:: Texto proporcionado
Por Graciel Mochkofsky
Es una experiencia inédita y por ahora es difícil predecir su alcance. Pero desde 2006 un grupo de familiares de víctimas de la dictadura argentina se están reuniendo con familiares de represores para obtener datos sobre la suerte de los miles de desaparecidos y cientos de niños robados. La organización se llama El Puente y cruzarlo no ha sido fácil para nadie. Las víctimas sienten, a veces, que están hablando con gente que silenció crímenes. Y los parientes de los represores se debaten entre decir lo que saben -para encontrar paz- y la culpa de denunciar a sus familiares. Porque estar en EL Puente puede implicar delatar al padre. Algunos han aceptado ese reto.
El anciano general me recibió en su casa hace unas semanas, con todas las precauciones. Rara vez se arriesga a entrevistarse con gente ajena. En otros tiempos, fue poderoso. Tuvo un cargo de primera línea en la última dictadura militar argentina (1976-83), con responsabilidad directa en la represión que causó miles de muertes y desapariciones, torturas y robo de niños.
Entonces, hablaba casi todos los días para los medios. Ya no. “Nadie está obligado a declarar en su contra”, me atajó. Vivía contando las horas para lo que parece inevitable: acabar en prisión.
Desde que los crímenes de la dictadura argentina quedaron al descubierto en los años 80, sus autores han vivido encerrados en un bloque sin fisuras, rechazando en público, como negadores del Holocausto, la sobreabundante evidencia en su contra.
Sólo Adolfo Scilingo, un marino que arrojaba prisioneros adormecidos al Río de la Plata, rompió esta omertá en 1995, al relatar su participación en los llamados vuelos de la muerte. Por toda recompensa, Scilingo fue condenado a más de mil años de prisión en España, por los cargos de genocidio y torturas. Intentó retractarse, pero ya era tarde.
La experiencia de Scilingo y el cambio en la política de derechos humanos del presidente Néstor Kirchner (2003-2007), que alentó la anulación de las leyes del perdón dictadas en los '80 y los indultos de los ’90, y la subsiguiente reapertura de juicios masivos, provocó un mayor abroquelamiento: el que habla, se entendió, termina preso.
::::
:: Filas
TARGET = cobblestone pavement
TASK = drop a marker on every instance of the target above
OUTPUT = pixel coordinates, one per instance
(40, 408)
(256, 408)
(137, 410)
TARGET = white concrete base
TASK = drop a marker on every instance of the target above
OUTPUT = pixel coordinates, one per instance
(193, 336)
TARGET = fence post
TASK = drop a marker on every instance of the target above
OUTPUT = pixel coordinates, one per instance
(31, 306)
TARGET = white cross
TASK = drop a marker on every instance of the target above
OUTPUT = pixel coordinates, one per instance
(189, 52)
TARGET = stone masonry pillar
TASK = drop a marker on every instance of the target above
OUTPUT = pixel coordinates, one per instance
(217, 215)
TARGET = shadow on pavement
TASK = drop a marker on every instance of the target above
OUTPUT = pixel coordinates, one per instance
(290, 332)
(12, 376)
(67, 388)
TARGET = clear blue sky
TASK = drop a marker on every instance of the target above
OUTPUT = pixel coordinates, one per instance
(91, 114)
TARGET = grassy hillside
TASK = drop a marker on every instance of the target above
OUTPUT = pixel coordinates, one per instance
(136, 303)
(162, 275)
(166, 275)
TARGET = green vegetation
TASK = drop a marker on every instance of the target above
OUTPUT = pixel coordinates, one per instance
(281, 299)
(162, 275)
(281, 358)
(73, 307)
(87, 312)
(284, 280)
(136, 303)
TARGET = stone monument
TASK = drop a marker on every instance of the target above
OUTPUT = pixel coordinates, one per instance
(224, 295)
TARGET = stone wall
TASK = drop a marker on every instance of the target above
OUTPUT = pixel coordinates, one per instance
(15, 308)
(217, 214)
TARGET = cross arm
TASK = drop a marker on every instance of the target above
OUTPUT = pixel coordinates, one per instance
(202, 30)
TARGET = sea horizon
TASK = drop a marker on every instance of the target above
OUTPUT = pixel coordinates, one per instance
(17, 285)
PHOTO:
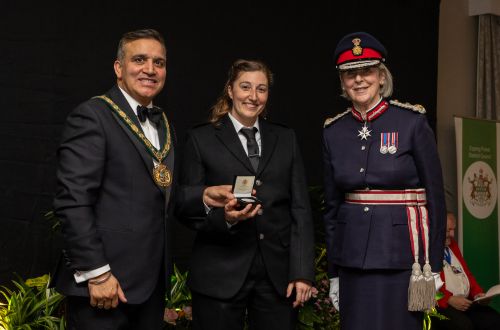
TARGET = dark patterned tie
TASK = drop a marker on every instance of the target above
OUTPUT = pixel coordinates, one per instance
(154, 114)
(252, 146)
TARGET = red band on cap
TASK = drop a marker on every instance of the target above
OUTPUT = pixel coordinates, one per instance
(348, 56)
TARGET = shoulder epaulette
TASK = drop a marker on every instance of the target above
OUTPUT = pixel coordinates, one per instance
(329, 121)
(415, 107)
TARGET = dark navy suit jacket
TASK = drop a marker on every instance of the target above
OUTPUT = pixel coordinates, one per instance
(283, 232)
(111, 210)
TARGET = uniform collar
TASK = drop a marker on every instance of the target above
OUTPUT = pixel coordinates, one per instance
(373, 113)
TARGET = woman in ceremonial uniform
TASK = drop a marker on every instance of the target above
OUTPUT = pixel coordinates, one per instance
(385, 211)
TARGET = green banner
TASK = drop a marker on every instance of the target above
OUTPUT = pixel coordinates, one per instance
(479, 200)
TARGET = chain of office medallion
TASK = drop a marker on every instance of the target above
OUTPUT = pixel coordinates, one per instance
(157, 154)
::::
## [Trabajo pedido]
A) Transcribe del texto sobre El Puente el fragmento que va de "Entonces, hablaba casi" a "acabar en prisión.", ambos incluidos.
B) Responde con base en el texto sobre El Puente:
(i) ¿Desde qué año se reúnen los familiares de víctimas con familiares de represores?
(ii) ¿En qué país fue condenado Adolfo Scilingo?
(iii) ¿Qué años abarcó la presidencia de Néstor Kirchner?

## [Problemas resueltos]
A)
Entonces, hablaba casi todos los días para los medios. Ya no. “Nadie está obligado a declarar en su contra”, me atajó. Vivía contando las horas para lo que parece inevitable: acabar en prisión.

B)
(i) Desde 2006.
(ii) En España.
(iii) De 2003 a 2007.